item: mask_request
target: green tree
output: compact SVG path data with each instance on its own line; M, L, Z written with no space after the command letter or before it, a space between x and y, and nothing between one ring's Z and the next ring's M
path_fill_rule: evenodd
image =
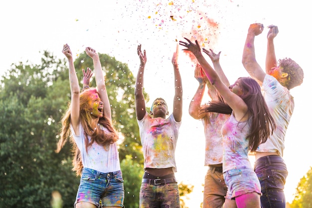
M133 113L135 79L126 65L99 55L106 73L114 123L124 138L120 146L121 160L129 155L137 167L142 164L143 155ZM81 69L93 66L84 53L75 64L80 79ZM71 144L59 154L54 152L59 121L70 99L68 73L65 59L45 51L40 64L21 62L2 76L0 207L50 207L55 192L60 194L63 207L72 207L79 178L71 170ZM127 175L124 177L131 178ZM141 181L136 185L140 188ZM125 189L130 189L125 186Z
M137 208L144 161L135 112L135 78L126 64L99 54L112 108L121 138L125 205ZM85 53L75 61L93 66ZM72 171L71 144L55 153L60 121L70 101L65 59L44 51L40 64L12 65L0 80L0 208L72 208L79 177ZM95 86L95 80L90 85ZM149 97L145 94L148 101ZM181 192L183 193L183 192Z
M290 205L292 208L312 208L312 167L298 184L295 199Z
****
Task brief →
Can you quote the whole listing above line for line, leaving the picture out?

The reply →
item: mask_request
target: green tree
output: compact SVG path data with each instance on its own line; M, L, Z written with no space after the command letter or before it, a space between x and y, and nothing between one ring's Z and the next ring's M
path_fill_rule: evenodd
image =
M133 113L135 79L126 65L99 55L106 73L114 123L124 138L120 146L121 160L129 155L137 167L142 164L143 155ZM81 69L93 66L84 53L75 64L80 79ZM71 144L59 154L54 152L59 121L70 99L68 73L65 59L45 51L40 64L21 62L2 76L0 207L50 207L55 192L60 194L63 207L72 207L79 178L71 170ZM127 175L124 177L131 178ZM141 181L136 185L140 188ZM125 189L130 189L125 186Z
M137 208L144 161L135 112L135 78L126 64L99 54L112 108L121 138L125 205ZM85 53L75 61L93 66ZM72 171L71 144L55 153L60 121L70 101L65 59L44 51L40 64L12 65L0 80L0 208L72 208L79 177ZM95 86L95 80L90 85ZM149 97L145 94L148 101ZM181 192L183 193L183 192Z
M290 205L292 208L312 208L312 167L298 184L295 199Z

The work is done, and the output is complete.